— Source document —
The Footy Almanac 2007 Round 1 – Melbourne v St Kilda

The first printed edition of The Footy Almanac came out in 2007, before the website ever existed. In the absence of play in the 2020 season, we will be publishing the 2007 pieces for the first time ever on the internet. Enjoy!



Melbourne versus St Kilda

7.40pm, Friday, March 30

Melbourne Cricket Ground





A SIMPLE MOMENT marks the climax of the AFL season. A team of ecstatic footballers, deeply satisfied, mill around the dais on the MCG, until the skipper and the coach are presented with the premiership cup. They raise it aloft to the cheers of their supporters. It is a poetic moment of pure joy, of hope fulfilled, of triumph. Teammates run to them.


The moment which starts the season is equally poetic. The despised umpire for a few seconds is high priest. He breathes life into the game. This season it is Steve McBurney.


As the players walk to their positions, the noise of the crowd rises. He takes the footy and wipes it on his chest. He looks around for the two captains and gets the nod. He gathers his thoughts. He holds the yellow ball aloft. There is a short pause, a moment of meditation. That moment contains the essence of footy: the expectation, the hope, the promise, the overwhelming feeling for the game we love. The siren sounds. He blows his whistle. And he takes those few steps to pound the Sherrin into the turf.

— Extracted material —
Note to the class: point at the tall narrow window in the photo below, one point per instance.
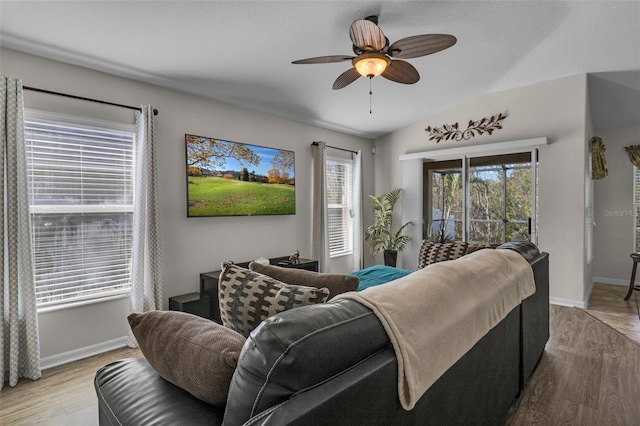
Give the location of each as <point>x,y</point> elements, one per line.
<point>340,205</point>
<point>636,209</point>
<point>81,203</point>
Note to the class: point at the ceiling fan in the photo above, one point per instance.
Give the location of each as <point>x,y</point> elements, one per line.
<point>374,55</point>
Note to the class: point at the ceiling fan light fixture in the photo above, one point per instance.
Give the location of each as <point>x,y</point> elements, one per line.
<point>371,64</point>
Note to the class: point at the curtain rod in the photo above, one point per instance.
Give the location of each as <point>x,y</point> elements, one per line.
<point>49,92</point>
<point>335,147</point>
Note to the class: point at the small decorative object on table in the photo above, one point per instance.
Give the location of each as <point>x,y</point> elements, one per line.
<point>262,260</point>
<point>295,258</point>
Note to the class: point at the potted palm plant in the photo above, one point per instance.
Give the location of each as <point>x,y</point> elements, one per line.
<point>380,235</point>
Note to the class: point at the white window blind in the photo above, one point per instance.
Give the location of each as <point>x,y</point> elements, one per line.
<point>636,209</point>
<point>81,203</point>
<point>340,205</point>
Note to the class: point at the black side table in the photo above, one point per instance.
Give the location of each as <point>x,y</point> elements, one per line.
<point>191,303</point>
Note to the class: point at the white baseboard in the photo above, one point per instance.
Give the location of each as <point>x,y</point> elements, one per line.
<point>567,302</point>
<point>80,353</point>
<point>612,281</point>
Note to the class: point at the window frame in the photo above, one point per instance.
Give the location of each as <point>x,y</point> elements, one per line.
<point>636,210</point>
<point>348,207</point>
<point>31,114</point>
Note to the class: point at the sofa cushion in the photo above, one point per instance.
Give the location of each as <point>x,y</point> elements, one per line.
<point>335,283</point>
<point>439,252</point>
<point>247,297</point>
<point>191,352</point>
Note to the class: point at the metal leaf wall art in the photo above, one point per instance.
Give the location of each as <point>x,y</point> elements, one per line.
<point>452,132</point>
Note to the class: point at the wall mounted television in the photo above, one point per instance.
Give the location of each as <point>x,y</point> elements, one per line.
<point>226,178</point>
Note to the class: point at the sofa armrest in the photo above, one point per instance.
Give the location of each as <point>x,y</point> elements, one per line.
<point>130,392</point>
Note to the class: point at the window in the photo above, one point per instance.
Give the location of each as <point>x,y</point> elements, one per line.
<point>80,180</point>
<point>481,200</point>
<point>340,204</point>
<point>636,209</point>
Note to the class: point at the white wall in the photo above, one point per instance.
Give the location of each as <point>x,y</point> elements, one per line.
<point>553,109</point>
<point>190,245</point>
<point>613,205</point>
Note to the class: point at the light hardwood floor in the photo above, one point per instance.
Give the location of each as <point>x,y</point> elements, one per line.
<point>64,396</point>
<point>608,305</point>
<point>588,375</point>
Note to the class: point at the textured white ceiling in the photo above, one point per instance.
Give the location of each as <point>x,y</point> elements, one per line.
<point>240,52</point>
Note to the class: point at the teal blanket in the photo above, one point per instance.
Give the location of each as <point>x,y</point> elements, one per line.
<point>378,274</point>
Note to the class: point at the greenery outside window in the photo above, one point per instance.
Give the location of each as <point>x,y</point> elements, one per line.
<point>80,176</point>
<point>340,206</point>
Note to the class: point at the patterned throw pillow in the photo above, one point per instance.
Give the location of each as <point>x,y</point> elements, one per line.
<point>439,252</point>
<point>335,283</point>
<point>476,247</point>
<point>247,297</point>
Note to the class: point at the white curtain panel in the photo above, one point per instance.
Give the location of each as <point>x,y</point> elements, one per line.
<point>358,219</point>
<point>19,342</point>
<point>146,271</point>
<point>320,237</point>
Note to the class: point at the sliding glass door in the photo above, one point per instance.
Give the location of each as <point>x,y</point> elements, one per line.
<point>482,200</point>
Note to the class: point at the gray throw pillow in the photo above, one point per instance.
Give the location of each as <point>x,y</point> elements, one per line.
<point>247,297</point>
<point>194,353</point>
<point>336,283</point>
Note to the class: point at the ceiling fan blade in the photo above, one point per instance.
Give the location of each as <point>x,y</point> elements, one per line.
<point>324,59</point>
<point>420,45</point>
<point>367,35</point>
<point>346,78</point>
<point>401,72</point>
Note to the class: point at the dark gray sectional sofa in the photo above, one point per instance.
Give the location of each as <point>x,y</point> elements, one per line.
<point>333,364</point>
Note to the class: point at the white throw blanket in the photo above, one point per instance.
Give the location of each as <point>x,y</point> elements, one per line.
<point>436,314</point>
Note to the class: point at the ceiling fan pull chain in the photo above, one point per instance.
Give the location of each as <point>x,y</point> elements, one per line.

— Problem 1 —
In the Melbourne v St Kilda match report, which umpire starts the season?
— Problem 2 —
Quote the Melbourne v St Kilda match report, starting with "As the players" and going on through "into the turf.".
— Problem 3 —
Continue the Melbourne v St Kilda match report from the point where it stops.

— Task response 1 —
Steve McBurney.

— Task response 2 —
As the players walk to their positions, the noise of the crowd rises. He takes the footy and wipes it on his chest. He looks around for the two captains and gets the nod. He gathers his thoughts. He holds the yellow ball aloft. There is a short pause, a moment of meditation. That moment contains the essence of footy: the expectation, the hope, the promise, the overwhelming feeling for the game we love. The siren sounds. He blows his whistle. And he takes those few steps to pound the Sherrin into the turf.

— Task response 3 —
The opening minutes are manic. Players are flat out. As if the entire season is to be played in a quarter. They move in all directions. Lightning reactions. Lightning decision-making. Lightning handballs.


From where I stand, on the rail at ground level at the Punt Road end, it’s difficult to work out what’s happening. The teams trade scratchy behinds. As Melbourne break from their backline, Luke Ball bolts in to tackle. He is recklessly focused on his own intent; so recklessly that he fails to notice Matty Whelan’s imminent shepherd. The Demon backman picks him off. Ball is absolutely flattened. The divided crowd roars: one of those ooh-cheers that accompany a contentious moment.


Ball is groggy. It’s a textbook case of being in the hands of the trainers, his forehead gashed, his sense of geography severely compromised. Saints fans cry injustice. The Demons fans harbour a secret joy that one of their opponent’s finest may be gone for the duration.


Melbourne get on top early. David Neitz kicks the first goal of the season. The St Kilda players are puzzled. They are trying to implement some Roosean zone. They wonder whether they’re standing in the right place, whether they’re far enough apart. They point and look at the ground and hold out their arms. But Brad Green can still find a gap. He marks and goals, and when Matthew Bate finds Russell Robertson the Dees are three goals clear. “We’re getting smashed,” a Saints fan says to his mate (who is wearing a Geoff 5 Cunningham duffel coat).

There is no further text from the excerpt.